### Set exercise
Transcribe the passage of the court judgment below, starting at the words "Rajasthan H.C : Whether, on" and ending after the words "Sections 115A(1)(b)(ii), 115A(1)(b)(iii)".

### Text excerpt
• • • • •
Rajasthan H.C : Whether, on the facts and in the circumstances of the case and in law, the Tribunal was right in holding that the technical fees of Rs. 1,13,572 and Rs. 1,79,775 were required to be charged @ 20 per cent as per provisions of s. 115A(1)(b)(ii) of the IT Act, 1961, as it stood at the relevant time ?

High Court Of Rajasthan : Jaipur Bench

CIT vs. Foss Electronic

Sections 115A(1)(b)(ii), 115A(1)(b)(iii)

Asst. Year 1985-86, 1986-87

Y.R. Meena & Khem Chand Sharma, JJ.

IT Ref. Appln. No. 13 of 1994

25th February, 2003

Counsel Appeared

R.B. Mathur, for the Revenue : None, for the Assessee

JUDGMENT

BY THE COURT :

On this application under s. 256(1) of the IT Act, 1961, (hereinafter referred to as ‘the Act’), the Tribunal, Jaipur Bench, Jaipur (for short ‘the Tribunal’) vide its order dt. 29th July, 1992, has referred the following question for the opinion of this Court : “Whether, on the facts and in the circumstances of the case and in law, the Tribunal was right in holding that the technical fees of Rs. 1,13,572 and Rs. 1,79,775 were required to be charged @ 20 per cent as per provisions of s. 115A(1)(b)(ii) of the IT Act, 1961, as it stood at the relevant time ?” The facts of the case are that the assessee M/s Foss Electronic, is a non-resident foreign company, developer of milko tester minor and designer and manufacturer of milk analysers (hereinafter referred to as ‘the foreign company’) agreed on 31st Oct., 1980, to supply technical know-how to the Rajasthan State Industrial Development and Investment Corporation Ltd. (hereinafter referred to as ‘the Indian company’), which was to undertake manufacture of electronic milk analyser (milk tester minor) in the State of Rajasthan by forming a public sector company jointly with Instrumentation Ltd., Kota. As per the terms and conditions of the said agreement, the foreign company was to supply technical information, drawings, specifications, quality control, test procedure and to train the officers of the Indian company against payment of royalty/fees and remuneration. The agreement was admittedly, duly approved by the Government of India for the year under consideration.
• • • • •
(Extracted records)
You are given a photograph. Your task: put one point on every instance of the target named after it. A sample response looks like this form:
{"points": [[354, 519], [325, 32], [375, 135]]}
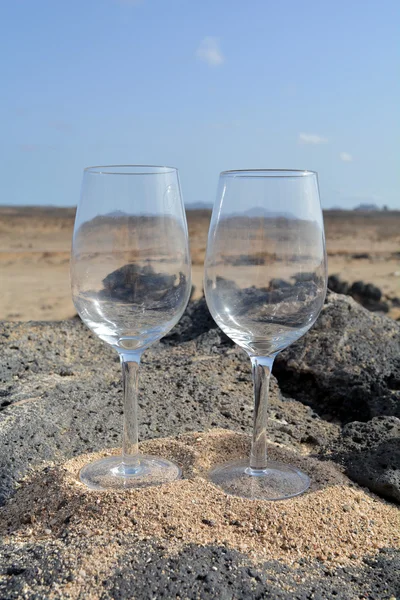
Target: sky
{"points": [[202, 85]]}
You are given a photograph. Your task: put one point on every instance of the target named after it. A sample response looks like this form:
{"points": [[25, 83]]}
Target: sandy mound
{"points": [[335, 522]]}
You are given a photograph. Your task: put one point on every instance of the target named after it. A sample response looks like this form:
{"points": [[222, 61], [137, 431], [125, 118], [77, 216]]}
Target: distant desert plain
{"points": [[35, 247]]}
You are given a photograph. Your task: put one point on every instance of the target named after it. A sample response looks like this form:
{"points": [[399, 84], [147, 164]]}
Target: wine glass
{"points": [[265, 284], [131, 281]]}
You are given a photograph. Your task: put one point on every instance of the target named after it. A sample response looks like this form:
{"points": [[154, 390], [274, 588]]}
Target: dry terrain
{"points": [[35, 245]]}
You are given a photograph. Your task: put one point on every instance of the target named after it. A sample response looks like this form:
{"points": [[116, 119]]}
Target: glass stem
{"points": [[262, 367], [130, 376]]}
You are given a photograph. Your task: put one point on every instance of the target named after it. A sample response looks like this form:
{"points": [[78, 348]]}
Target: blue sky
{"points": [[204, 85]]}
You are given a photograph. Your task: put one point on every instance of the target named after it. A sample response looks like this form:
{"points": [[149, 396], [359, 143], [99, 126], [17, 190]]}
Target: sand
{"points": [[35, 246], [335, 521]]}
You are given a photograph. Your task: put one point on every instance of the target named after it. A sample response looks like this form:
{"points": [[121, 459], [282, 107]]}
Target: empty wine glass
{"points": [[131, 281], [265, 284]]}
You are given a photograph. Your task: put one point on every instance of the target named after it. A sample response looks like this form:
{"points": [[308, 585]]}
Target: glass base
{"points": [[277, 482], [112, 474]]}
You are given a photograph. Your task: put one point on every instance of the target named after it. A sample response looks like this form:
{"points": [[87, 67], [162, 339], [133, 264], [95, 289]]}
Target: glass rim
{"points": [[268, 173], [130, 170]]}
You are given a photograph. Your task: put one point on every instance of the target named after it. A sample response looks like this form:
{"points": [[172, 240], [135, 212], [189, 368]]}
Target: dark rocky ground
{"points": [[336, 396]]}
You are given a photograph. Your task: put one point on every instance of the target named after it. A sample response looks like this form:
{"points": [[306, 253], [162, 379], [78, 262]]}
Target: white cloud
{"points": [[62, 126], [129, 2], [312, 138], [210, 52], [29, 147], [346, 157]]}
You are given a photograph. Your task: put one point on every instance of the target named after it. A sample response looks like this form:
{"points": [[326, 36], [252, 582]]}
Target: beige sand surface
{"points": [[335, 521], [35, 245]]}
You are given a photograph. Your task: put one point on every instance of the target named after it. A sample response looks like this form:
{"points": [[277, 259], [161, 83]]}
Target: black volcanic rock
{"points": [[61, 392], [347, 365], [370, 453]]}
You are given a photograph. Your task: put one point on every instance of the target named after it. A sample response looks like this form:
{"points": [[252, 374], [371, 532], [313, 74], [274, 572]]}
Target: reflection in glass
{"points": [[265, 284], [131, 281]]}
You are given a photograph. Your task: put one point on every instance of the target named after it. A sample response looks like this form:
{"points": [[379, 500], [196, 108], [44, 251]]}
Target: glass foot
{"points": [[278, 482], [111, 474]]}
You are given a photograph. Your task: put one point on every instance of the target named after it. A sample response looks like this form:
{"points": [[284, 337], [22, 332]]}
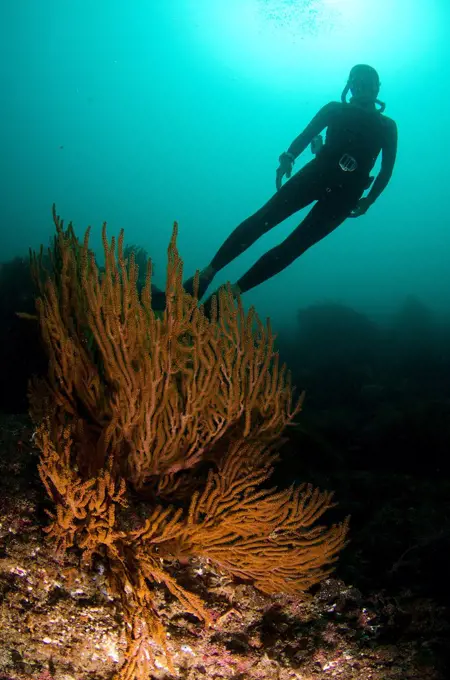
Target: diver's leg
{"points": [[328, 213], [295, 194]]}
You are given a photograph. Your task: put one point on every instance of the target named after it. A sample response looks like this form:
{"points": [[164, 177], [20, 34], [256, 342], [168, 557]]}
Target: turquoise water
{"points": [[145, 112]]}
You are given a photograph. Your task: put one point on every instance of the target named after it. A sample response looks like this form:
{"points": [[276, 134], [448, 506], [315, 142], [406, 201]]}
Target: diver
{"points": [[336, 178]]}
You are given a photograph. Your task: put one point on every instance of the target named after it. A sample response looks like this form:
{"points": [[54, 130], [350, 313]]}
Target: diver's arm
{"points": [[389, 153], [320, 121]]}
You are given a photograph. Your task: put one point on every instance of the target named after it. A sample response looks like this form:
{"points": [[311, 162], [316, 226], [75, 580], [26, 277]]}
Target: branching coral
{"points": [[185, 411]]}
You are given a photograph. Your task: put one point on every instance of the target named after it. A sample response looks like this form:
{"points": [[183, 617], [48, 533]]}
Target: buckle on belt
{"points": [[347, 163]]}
• • • • •
### Written solution
Rajasthan H.C : Whether, on the facts and in the circumstances of the case and in law, the Tribunal was right in holding that the technical fees of Rs. 1,13,572 and Rs. 1,79,775 were required to be charged @ 20 per cent as per provisions of s. 115A(1)(b)(ii) of the IT Act, 1961, as it stood at the relevant time ?

High Court Of Rajasthan : Jaipur Bench

CIT vs. Foss Electronic

Sections 115A(1)(b)(ii), 115A(1)(b)(iii)